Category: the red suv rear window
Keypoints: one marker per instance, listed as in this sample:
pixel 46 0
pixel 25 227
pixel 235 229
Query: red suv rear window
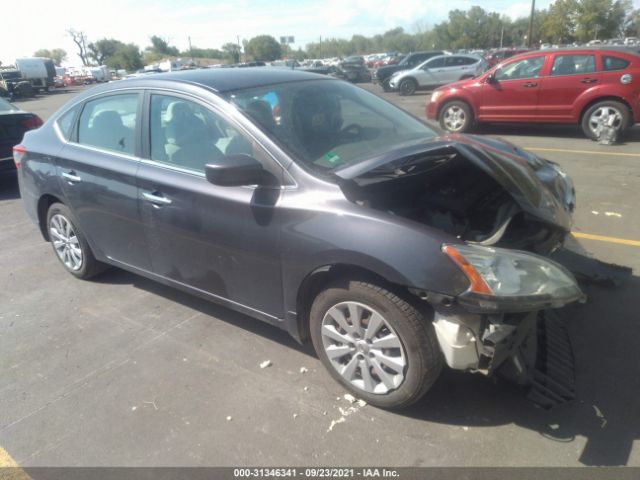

WHAT IS BEING ASKED =
Present every line of the data above as a numbered list, omitting blank lines and leaving out the pictures.

COMPLETED EXERCISE =
1. Category: the red suv rear window
2. Keypoints: one marker per instance, listed as in this sample:
3. pixel 46 0
4. pixel 25 227
5. pixel 235 229
6. Query: red suv rear window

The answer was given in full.